**Lines of data**
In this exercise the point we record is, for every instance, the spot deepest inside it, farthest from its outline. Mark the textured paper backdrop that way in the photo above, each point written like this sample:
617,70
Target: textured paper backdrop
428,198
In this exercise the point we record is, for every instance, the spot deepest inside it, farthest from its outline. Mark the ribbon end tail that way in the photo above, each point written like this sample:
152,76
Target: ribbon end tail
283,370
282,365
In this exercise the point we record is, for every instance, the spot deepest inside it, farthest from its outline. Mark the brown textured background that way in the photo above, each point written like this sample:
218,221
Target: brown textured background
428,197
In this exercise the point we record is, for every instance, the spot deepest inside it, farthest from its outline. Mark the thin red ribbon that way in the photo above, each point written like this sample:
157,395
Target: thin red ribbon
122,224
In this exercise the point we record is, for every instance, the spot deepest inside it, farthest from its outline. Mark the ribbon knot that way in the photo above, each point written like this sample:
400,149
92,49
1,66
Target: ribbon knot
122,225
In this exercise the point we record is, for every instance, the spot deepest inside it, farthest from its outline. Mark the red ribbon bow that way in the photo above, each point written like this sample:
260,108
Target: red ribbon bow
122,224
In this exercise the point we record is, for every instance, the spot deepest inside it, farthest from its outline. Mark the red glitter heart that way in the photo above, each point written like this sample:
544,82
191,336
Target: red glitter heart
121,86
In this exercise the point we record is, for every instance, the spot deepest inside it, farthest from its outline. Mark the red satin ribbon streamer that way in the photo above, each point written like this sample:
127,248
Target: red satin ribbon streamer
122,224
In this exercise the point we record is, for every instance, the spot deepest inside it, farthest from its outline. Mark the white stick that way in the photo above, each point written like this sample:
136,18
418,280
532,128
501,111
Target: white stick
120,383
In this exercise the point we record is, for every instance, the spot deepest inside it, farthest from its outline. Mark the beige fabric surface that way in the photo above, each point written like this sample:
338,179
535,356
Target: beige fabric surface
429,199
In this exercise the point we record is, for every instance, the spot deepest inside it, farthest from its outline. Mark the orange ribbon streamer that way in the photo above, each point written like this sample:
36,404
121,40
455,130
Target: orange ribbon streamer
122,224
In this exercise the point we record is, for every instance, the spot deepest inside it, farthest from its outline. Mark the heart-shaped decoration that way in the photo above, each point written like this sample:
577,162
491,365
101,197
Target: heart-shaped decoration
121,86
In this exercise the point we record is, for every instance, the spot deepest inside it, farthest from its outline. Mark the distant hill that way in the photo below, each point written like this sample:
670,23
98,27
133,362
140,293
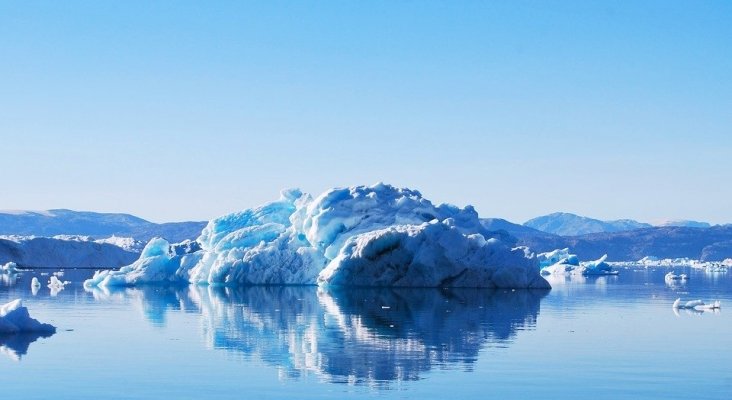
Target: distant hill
99,225
516,230
41,252
708,244
686,223
567,224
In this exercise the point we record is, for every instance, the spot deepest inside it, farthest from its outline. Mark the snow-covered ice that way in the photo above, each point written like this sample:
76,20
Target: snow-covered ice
597,267
364,235
54,282
14,318
697,304
558,261
9,268
671,276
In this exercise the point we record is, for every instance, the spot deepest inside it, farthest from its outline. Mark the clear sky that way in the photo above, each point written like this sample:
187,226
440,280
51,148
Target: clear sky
176,110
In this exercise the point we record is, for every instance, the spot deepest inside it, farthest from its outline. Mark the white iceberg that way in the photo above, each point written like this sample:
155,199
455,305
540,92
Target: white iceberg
9,268
364,235
433,254
14,318
54,282
697,304
558,261
597,267
671,276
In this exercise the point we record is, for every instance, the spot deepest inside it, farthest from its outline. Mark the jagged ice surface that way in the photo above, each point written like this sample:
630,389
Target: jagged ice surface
366,235
14,318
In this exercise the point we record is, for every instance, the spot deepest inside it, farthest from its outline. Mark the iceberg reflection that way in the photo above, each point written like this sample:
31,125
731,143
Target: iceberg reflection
355,336
15,346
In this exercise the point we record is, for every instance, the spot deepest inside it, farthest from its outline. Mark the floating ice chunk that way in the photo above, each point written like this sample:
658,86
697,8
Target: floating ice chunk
697,304
14,318
559,256
671,276
9,268
597,267
558,261
157,263
54,282
293,239
430,255
35,283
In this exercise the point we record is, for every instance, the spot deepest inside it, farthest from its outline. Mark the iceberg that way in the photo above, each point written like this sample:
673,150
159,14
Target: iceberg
597,267
697,304
558,261
14,318
376,235
671,276
9,268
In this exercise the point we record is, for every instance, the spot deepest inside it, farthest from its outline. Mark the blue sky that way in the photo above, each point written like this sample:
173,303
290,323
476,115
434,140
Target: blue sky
177,110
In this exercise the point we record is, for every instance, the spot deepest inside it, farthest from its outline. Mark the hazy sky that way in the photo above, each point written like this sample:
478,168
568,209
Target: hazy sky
175,110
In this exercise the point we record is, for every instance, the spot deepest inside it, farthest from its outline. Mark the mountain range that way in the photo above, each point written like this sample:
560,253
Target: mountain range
589,238
99,225
567,224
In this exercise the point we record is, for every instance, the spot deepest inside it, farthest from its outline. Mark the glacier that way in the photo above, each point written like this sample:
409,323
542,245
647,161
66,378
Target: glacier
375,235
14,318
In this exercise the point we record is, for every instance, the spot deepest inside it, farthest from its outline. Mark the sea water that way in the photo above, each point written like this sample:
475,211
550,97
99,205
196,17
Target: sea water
601,338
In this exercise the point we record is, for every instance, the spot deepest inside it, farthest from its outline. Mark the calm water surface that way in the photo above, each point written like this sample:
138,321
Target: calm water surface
599,338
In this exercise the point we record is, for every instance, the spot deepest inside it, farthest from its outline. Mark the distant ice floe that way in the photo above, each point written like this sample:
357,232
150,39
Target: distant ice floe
560,261
671,276
9,268
655,262
18,330
696,306
359,236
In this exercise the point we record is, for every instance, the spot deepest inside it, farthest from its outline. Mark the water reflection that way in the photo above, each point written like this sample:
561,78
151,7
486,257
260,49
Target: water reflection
16,345
356,336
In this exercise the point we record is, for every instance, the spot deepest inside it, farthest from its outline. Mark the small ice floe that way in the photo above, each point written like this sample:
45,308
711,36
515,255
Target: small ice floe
10,268
14,318
697,305
671,276
54,282
597,267
56,285
35,285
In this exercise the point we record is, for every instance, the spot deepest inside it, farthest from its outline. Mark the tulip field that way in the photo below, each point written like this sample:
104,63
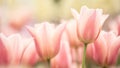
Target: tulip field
89,39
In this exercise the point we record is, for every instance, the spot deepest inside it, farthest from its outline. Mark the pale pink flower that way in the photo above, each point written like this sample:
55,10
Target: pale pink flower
13,48
104,50
63,59
115,25
71,31
47,39
89,23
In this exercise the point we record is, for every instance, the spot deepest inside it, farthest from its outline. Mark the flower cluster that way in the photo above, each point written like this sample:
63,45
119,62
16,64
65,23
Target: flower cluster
65,45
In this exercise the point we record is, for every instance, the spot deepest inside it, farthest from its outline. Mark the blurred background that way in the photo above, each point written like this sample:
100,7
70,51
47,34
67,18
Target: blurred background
55,10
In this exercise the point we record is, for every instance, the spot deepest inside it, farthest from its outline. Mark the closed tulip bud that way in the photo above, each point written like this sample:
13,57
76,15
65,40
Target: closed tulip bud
47,39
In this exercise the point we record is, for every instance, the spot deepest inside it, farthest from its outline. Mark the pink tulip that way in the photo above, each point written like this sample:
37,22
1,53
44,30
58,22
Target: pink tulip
71,31
13,49
115,25
89,23
77,56
47,39
104,50
63,58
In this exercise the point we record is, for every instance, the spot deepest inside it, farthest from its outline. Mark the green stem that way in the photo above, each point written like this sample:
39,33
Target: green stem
84,56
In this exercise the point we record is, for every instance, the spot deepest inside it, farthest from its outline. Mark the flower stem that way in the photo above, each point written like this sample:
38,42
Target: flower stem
77,57
84,56
48,61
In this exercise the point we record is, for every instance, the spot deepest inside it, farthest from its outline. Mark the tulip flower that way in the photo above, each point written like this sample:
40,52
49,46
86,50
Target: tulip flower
115,25
47,39
104,50
13,50
71,31
89,23
63,59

**What is being asked**
Can you write out every item again with "image" substituted for "photo", keeping everything else the same and leaving out the pictures?

**Correct response**
In this exercise the point we record is, for every instance, the spot deepest inside it, farthest from its outline. Mark the textured paper backdrop that way in the image above, each point written like this sample:
617,70
Target: textured paper backdrop
428,198
In this exercise the point we record is, for every instance, the spot deepest inside it, farthest from its outline. Mark the ribbon end tail that way in the image above, each point written like this sample:
152,76
Target: ribbon end tail
283,370
282,365
In this exercise the point we record is, for every instance, the spot deepest inside it, farthest from its outline. Mark the brown textured background that way in the image above, each point written like this sample:
218,221
Target: brown textured background
428,197
In this exercise the point we record is, for every instance, the spot deepest inside it, farthest from its outline. Mark the thin red ribbon that way in the image above, each point written like this sample:
157,395
Target: thin red ribbon
122,224
In this exercise the point we record is, for every instance, the spot deepest inside it, farthest from its outline. Mark the ribbon knot that way in the image above, each point written like this sample:
400,149
92,49
1,66
Target: ribbon knot
122,225
In this exercise the point we record is, for every instance, the spot deepest inside it, farthest from its outline. Mark the red ribbon bow that way in the image above, each point written like this sample:
260,108
Target: red ribbon bow
122,224
In this exercise the point we record is, for every instance, the spot deepest inside it, farthest from its outline. Mark the red glitter heart that way in the image above, each point written like this sample:
544,82
191,336
Target: red glitter heart
121,86
In this exercise the point we record is, for every instance, the spot deepest inside it, farthest from its outline. Mark the red satin ribbon streamer that way in the image above, each point written like this sample:
127,248
Target: red satin ribbon streamer
122,224
In this exercise the point we record is, for every instance, the spot deepest inside it, farthest from its outline. Mark the white stick that way in the image above, each point written like this sample:
136,18
418,280
532,128
501,111
Target: white stick
120,383
In this exercise the point we record is, for every instance, the spot deepest inside it, farthest from its outline. Mark the beige fabric surface that way in the image above, each point written like this sample:
338,179
535,356
Target: beige fabric surface
429,199
In this exercise the point we record is, for every instance, the spot deepest inside it, farthest from its outline. Mark the orange ribbon streamer that way in the image above, each point written like this sample:
36,404
121,40
455,130
Target: orange ribbon streamer
122,224
In this exercise the point we record is, for every instance, the spot deepest inside it, farthest from its outline. Mark the heart-shaped decoration that way in the image above, each point written like this sample:
577,162
491,365
101,197
Target: heart-shaped decoration
121,86
In this exercise the point we record is, for every instance, the spot deepest inside it, farthest from its outline. Mark the distant hill that way in the image below, each point written like this sample:
670,23
98,27
133,362
140,293
Target: distant hill
99,225
516,230
41,252
708,244
686,223
567,224
In this exercise the point we record is, for every instance, the spot deepest inside it, farthest from its outline. Mark the snow-covered ice that way in the image above, each point written like this sample:
76,20
Target: snow-covered ice
597,267
364,235
54,282
14,318
697,304
558,261
9,268
671,276
In this exercise the point we record is, for every instance, the spot deepest inside it, farthest from its outline. Mark the clear sky that way in the image above, each point written like this sample:
187,226
440,280
51,148
Target: clear sky
176,110
In this exercise the point we record is, for every instance, the spot deepest inside it, farthest from its outline. Mark the white iceberg that way in the image above, each point written like this sample:
155,199
455,305
540,92
Target: white iceberg
9,268
364,235
433,254
14,318
54,282
697,304
558,261
597,267
671,276
In this exercise the point we record is, for every instance, the spot deepest inside it, farthest from its outline. Mark the jagged ice surface that way in the image above, each point written like this sample:
630,389
Target: jagged ice surface
366,235
14,318
In this exercise the point we record is, for every instance, the spot deepest inside it, farthest from its outline. Mark the iceberg reflection that way in the image above, each point written like this sample:
31,125
731,143
Target: iceberg reflection
355,336
15,346
In this exercise the point we record is, for every instance, the spot deepest inside it, farthest from its outline. Mark the floating ice chunk that way in the image above, each point written like this sample:
658,86
697,8
Target: floating ice chunk
697,304
14,318
559,256
671,276
9,268
597,267
558,261
157,263
54,282
293,239
430,255
35,283
In this exercise the point we record is, for every instance, the spot deepest inside it, farthest from its outline. Mark the iceberg that way in the image above, each point written like this sample:
673,150
159,14
Target: iceberg
597,267
697,304
558,261
14,318
376,235
671,276
9,268
In this exercise the point we record is, for every instance, the spot deepest inside it, farthest from its outline. Mark the blue sky that way in the image above, each point written like this sample:
173,303
290,323
476,115
434,140
Target: blue sky
177,110
In this exercise the point we record is, for every instance, the spot deepest inside it, farthest from its outline. Mark the hazy sky that way in the image above, each point written like this sample:
478,168
568,209
Target: hazy sky
175,110
In this exercise the point we record is, for every instance, the spot deepest inside it, farthest from its outline. Mark the mountain range that way in the image above, each point written like this sample:
560,253
Target: mountain range
589,238
99,225
567,224
In this exercise the point we record is, for every instance, the spot deepest inside it, farthest from its outline. Mark the glacier that way in the image above, each point written like this sample:
409,323
542,245
647,161
66,378
Target: glacier
375,235
14,318
In this exercise the point we record is, for every instance, the spot deepest inside it, farthest from its outline. Mark the sea water that way in the image above, each point written like this sample:
475,211
550,97
99,205
196,17
Target: sea water
601,338
In this exercise the point we record is, for every instance, the spot deepest inside it, farthest from its outline. Mark the calm water surface that way in the image above, each point written like this sample:
138,321
Target: calm water surface
599,338
In this exercise the point we record is, for every instance, the spot deepest inside it, farthest from its outline. Mark the distant ice floe that way in the image above, each point written like this sample:
357,232
150,39
Target: distant ice floe
560,261
671,276
9,268
655,262
18,330
696,306
359,236
In this exercise the point we record is, for every instance, the spot deepest inside it, farthest from its outline. Mark the water reflection that way in the image above, each point written like this sample:
561,78
151,7
486,257
260,49
Target: water reflection
16,345
356,336
In this exercise the point we record is, for every instance, the spot deepest inside it, farthest from its outline. Mark the small ice floe that way in the image above, each point written like this sample:
45,308
711,36
515,255
Target: small ice floe
10,268
14,318
697,305
671,276
54,282
597,267
56,285
35,285
In this exercise the point we record is, for every instance, the spot deepest inside it, farthest from its outline. Mark the tulip field that way in the image below, each point written like this sample:
104,63
Target: tulip field
89,39
In this exercise the point we record is, for every instance, the spot deepest inside it, farthest from its outline. Mark the pale pink flower that way in the image above, each point written like this sample:
55,10
Target: pale pink flower
13,48
104,50
63,59
115,25
71,31
47,39
89,23
In this exercise the point we record is, for every instance, the spot deepest inside it, farthest from its outline. Mark the flower cluster that way in the image above, each point written like this sample:
63,45
119,62
16,64
65,23
Target: flower cluster
65,45
In this exercise the point we record is, for every instance, the spot deepest inside it, farthest from its outline. Mark the blurred background that way in the image above, each point written like this sample:
100,7
70,51
47,34
67,18
Target: blurred background
55,10
In this exercise the point we record is, for every instance, the spot deepest inside it, farthest from its outline. Mark the closed tulip bud that way in the image above, each point written like this sample:
13,57
76,15
65,40
Target: closed tulip bud
47,39
In this exercise the point we record is, for every instance, the spot deepest inside it, farthest from its outline. Mark the pink tulip that way in the image above, each point written like this sample:
37,22
1,53
44,30
58,22
Target: pink tulip
71,31
13,49
115,25
89,23
77,56
47,39
104,50
63,58
In this exercise the point we record is, for every instance, the spot deepest inside it, farthest from its outline. Mark the green stem that way in the image above, each point written like this sample:
39,33
Target: green stem
84,56
In this exercise the point we record is, for every instance, the spot deepest inside it, farthest from its outline. Mark the flower stem that way in the image above, each point written like this sample:
38,42
Target: flower stem
77,57
84,56
48,61
In this exercise the point we record is, for every instance, the spot deepest inside it, farthest from its outline. Mark the tulip flower that way in the image above, each point written like this sample:
40,52
49,46
86,50
Target: tulip flower
115,25
47,39
104,50
13,50
71,31
89,23
63,59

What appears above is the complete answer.